(Beginning of EXCERPT PROVIDED)

WESTON, FL. Back in April, a state inspector walked into Treahouse, a convenience store on the edge of Broward County, and asked the person in charge a series of standard questions about preventing foodborne illness. The person could not answer them.
That finding, documented on April 2, 2026, sits at the center of a five-violation inspection report from the Florida Department of Agriculture and Consumer Services. The store met sanitation inspection requirements overall, but four of the five violations were flagged at the priority foundation level, meaning they relate to the knowledge, procedures, and equipment that prevent contamination before it starts.
What Inspectors Found
The inspector's notes on the person in charge are direct: "Person in charge at time of inspection could not answer questions that relate to foodborne illness." A separate entry adds that the same person "could not show written employee procedures for cleanup of a vomit and diarrhea event."
Those two findings travel together. A person in charge who cannot explain how illness spreads is also a person who cannot enforce the procedures that stop it.
At the food service counter, the inspector found the only hand sink in that area had no soap and no paper towels. The inspector's note is plain: "Hand soap and paper towels not present at only hand sink at service counter." A sink without supplies is not a functional hand sink.
Hand washing signs were also absent, not just at the counter sink but at both restroom hand sinks in the back of the store. Three sinks, no posted reminders for employees to wash their hands.
The chlorine sanitizer test strips were missing from the backroom, flagged as a repeat violation. The inspector noted: "Chlorine sanitizer test strips not available at time of inspection." None of the five violations were corrected on site before the inspector left.

(End of EXCERPT PROVIDED)
(Beginning of SOURCE INFORMATION)

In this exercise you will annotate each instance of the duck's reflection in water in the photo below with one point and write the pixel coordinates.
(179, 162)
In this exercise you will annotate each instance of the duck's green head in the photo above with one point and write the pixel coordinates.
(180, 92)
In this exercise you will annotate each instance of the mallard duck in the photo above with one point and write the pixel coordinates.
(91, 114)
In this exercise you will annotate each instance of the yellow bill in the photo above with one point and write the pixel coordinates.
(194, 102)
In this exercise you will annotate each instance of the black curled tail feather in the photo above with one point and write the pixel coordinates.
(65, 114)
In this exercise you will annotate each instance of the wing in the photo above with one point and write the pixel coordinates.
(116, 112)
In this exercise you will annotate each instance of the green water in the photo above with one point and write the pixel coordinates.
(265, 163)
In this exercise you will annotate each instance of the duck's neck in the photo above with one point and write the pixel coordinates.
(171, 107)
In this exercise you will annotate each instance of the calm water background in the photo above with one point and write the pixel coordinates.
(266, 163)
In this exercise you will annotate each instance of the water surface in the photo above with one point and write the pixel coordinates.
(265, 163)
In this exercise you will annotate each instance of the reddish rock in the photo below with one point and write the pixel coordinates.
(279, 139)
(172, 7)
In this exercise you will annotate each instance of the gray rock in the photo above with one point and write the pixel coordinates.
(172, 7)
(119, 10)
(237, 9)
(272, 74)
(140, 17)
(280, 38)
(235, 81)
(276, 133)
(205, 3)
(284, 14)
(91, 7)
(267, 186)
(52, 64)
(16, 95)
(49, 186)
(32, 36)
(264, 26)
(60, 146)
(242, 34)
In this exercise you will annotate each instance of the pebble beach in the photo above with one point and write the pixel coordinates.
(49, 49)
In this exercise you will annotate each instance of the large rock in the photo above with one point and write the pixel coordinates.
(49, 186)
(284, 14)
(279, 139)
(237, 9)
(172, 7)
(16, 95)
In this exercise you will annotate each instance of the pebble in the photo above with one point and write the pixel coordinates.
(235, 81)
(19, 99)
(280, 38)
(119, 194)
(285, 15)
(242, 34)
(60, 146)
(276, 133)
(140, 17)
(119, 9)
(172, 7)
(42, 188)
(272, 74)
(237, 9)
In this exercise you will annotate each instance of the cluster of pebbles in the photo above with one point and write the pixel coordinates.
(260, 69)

(End of SOURCE INFORMATION)

◆ **WORK ORDER 1**
Copy word for word the passage of the Treahouse inspection article starting at "Those two findings" and ending at "functional hand sink.".
◆ **WORK ORDER 2**
Extend the Treahouse inspection article beyond its final sentence.

◆ **EXERCISE ANSWER 1**
Those two findings travel together. A person in charge who cannot explain how illness spreads is also a person who cannot enforce the procedures that stop it.
At the food service counter, the inspector found the only hand sink in that area had no soap and no paper towels. The inspector's note is plain: "Hand soap and paper towels not present at only hand sink at service counter." A sink without supplies is not a functional hand sink.

◆ **EXERCISE ANSWER 2**
What These Violations Mean
The person-in-charge finding is not a paperwork problem. State food safety rules require that whoever is running a food service establishment at any given time be able to demonstrate knowledge of how foodborne illness spreads, which illnesses require an employee to stop working, and what conditions create risk for customers. When the person in charge cannot answer those questions, there is no functional layer of oversight in the building.
At a convenience store, that matters because food service areas, even limited ones, involve handling items that go directly to customers. If an employee is sick, handling food, and no one in authority knows the protocols for removing that employee from service, the exposure path to customers is open.
The missing hand soap and paper towels at the service counter sink close that sink as a practical option for employees. A hand sink with no soap is not a hand sink. The downstream effect is that employees preparing or handling food items at the counter have no accessible means to wash their hands between tasks.
The missing vomit and diarrhea cleanup procedures may sound like a bureaucratic gap, but the reasoning behind the requirement is specific. Norovirus, one of the most common causes of foodborne illness outbreaks in retail food settings, spreads through contaminated surfaces when cleanup is done improperly. Written procedures exist so that any employee, not just a trained manager, knows to use the right concentration of disinfectant, contain the area, and dispose of materials safely. Without those procedures posted or available, an incident in the store becomes a contamination event with no defined response.
The Longer Record
The repeat violation on sanitizer test strips places this inspection in a longer context. A violation marked repeat means inspectors documented the same deficiency during a prior inspection and returned to find it unresolved. At Treahouse, the chlorine test strips were not available the last time an inspector checked, and they were not available on April 2 either.
The inspection record on file does not include a large volume of prior inspections, so this is not a facility with decades of accumulated citations. But a repeat violation on a basic supply item, one that costs very little and takes seconds to stock, signals something about follow-through. The store was on notice that test strips were required. They were not there.
The April 2 inspection ended with the store meeting sanitation requirements overall, which means the violations documented did not rise to the level of an emergency closure order. But none of the five violations were corrected before the inspector left the building. That includes the missing soap and paper towels at the counter sink, a deficiency that required only walking to a supply closet to fix.
As of the April 2 inspection, Treahouse had no written procedures for handling a vomit or diarrhea event, no chlorine test strips in the backroom, and a person in charge who could not demonstrate the food safety knowledge the state requires them to have.